Start of Material provided
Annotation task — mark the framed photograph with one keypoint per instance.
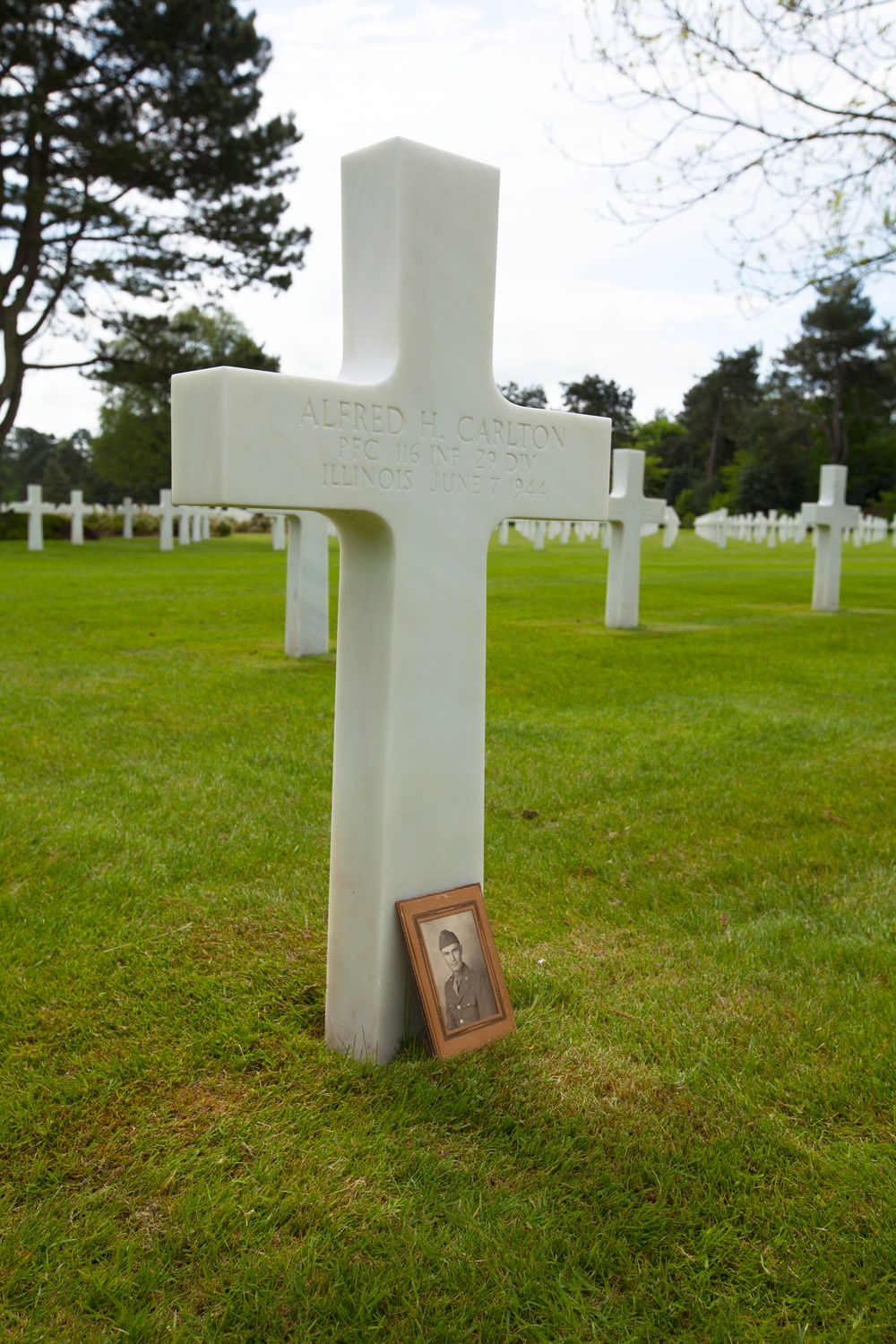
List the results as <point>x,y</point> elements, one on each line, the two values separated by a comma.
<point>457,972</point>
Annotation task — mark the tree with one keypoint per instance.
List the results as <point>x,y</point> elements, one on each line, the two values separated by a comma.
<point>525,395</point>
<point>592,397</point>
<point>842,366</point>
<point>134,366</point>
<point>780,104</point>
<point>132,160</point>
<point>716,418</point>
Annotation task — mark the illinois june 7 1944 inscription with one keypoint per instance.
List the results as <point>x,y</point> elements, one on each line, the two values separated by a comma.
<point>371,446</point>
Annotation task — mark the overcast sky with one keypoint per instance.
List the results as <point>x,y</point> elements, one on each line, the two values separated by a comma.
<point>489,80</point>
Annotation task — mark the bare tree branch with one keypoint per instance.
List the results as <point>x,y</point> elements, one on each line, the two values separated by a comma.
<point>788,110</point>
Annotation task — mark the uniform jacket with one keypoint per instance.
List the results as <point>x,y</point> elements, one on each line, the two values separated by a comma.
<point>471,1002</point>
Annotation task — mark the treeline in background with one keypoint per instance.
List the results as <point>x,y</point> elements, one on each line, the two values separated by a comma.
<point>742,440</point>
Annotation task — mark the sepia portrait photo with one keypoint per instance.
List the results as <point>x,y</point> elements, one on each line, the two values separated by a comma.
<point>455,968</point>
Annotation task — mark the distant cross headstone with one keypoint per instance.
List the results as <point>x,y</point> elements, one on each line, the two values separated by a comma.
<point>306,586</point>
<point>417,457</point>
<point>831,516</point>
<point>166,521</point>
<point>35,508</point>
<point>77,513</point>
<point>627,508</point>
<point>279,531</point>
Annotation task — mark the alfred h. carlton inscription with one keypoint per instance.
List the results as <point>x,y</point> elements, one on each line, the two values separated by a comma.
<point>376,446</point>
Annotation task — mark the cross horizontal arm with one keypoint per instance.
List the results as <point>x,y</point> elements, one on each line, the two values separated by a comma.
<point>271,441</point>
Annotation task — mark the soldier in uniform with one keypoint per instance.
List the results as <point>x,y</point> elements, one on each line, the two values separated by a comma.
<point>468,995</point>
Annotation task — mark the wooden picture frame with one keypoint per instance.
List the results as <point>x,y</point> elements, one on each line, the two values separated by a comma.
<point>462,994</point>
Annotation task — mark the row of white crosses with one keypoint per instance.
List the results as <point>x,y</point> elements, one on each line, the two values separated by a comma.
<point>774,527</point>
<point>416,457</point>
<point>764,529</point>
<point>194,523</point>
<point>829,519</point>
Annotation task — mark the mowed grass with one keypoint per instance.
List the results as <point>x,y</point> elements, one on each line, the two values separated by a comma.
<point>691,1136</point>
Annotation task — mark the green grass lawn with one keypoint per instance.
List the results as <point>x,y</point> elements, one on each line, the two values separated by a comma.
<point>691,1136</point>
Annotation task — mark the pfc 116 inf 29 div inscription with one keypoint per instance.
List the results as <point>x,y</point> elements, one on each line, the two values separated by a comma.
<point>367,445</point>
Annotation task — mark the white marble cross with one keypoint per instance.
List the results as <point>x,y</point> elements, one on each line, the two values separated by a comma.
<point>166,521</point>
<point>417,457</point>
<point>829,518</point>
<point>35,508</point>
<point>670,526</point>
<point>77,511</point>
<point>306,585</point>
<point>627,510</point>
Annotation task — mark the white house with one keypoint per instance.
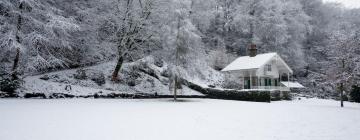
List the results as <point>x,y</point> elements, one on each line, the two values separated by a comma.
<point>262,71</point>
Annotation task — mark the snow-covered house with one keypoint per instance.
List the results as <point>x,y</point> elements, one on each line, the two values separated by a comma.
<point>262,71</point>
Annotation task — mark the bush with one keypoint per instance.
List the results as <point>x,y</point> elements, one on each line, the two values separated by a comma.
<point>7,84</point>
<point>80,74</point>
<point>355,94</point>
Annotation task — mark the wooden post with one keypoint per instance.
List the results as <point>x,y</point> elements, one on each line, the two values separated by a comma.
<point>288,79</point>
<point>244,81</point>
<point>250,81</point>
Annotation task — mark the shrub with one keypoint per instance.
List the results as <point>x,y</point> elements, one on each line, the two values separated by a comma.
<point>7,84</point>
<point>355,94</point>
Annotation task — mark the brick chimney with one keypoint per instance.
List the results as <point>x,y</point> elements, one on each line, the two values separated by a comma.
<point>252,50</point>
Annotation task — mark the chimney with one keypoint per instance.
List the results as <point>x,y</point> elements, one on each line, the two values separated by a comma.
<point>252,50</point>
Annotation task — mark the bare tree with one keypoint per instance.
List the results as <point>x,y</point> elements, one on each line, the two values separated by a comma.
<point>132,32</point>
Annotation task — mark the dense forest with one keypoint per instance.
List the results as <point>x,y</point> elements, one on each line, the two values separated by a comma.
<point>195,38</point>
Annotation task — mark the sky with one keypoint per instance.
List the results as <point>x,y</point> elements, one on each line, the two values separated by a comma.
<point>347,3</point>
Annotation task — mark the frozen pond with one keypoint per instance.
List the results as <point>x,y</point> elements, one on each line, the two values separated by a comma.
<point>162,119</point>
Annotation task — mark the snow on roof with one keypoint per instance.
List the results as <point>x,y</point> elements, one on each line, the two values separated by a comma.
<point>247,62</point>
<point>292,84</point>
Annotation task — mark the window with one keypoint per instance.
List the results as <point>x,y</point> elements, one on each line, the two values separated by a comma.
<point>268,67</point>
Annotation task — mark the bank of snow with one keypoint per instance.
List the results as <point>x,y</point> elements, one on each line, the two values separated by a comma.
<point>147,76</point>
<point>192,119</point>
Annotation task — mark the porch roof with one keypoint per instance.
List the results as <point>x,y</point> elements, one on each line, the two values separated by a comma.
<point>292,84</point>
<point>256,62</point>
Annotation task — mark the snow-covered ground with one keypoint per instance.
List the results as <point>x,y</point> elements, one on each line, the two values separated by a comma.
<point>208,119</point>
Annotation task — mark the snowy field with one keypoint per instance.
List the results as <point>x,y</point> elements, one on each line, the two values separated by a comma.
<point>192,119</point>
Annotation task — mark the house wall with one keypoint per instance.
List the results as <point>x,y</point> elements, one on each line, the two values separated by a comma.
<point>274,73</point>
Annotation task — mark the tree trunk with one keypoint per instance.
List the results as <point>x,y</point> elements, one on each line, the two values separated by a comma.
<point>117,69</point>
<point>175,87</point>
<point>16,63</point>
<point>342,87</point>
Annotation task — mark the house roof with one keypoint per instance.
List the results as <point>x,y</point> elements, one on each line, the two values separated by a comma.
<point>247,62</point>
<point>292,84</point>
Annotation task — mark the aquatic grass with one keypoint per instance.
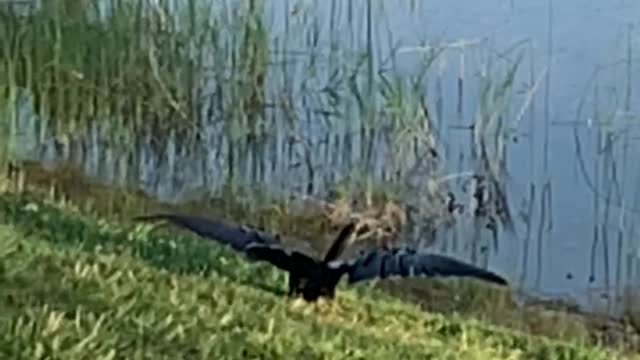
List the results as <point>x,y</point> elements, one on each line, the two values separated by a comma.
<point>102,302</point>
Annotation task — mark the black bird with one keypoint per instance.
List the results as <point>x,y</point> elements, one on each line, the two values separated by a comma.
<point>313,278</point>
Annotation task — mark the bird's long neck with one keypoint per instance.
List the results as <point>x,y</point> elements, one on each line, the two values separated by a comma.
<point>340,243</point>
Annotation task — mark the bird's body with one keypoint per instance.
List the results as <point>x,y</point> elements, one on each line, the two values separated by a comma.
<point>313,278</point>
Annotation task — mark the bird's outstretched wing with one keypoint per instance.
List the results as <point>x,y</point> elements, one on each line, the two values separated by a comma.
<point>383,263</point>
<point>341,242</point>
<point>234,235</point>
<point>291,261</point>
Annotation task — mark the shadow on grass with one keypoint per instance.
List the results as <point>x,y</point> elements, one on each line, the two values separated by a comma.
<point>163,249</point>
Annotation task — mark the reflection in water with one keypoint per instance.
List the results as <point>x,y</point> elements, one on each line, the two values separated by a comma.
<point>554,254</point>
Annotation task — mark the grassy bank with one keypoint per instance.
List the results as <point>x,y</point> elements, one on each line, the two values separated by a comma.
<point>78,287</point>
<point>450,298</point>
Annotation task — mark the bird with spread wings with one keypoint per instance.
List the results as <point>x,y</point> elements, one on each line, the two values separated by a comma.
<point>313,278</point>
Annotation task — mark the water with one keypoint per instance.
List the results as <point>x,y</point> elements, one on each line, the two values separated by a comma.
End of Material provided
(Set task): Can you rewrite the entries from the start through the line containing "<point>457,972</point>", with "keypoint" replaced by "marker" and nothing else changed? Return only those lines and leave the pictures out.

(The response):
Annotation task — mark the framed photograph with one marker per instance.
List the results as <point>x,y</point> elements, one on each line, the two values separated by a comma.
<point>457,972</point>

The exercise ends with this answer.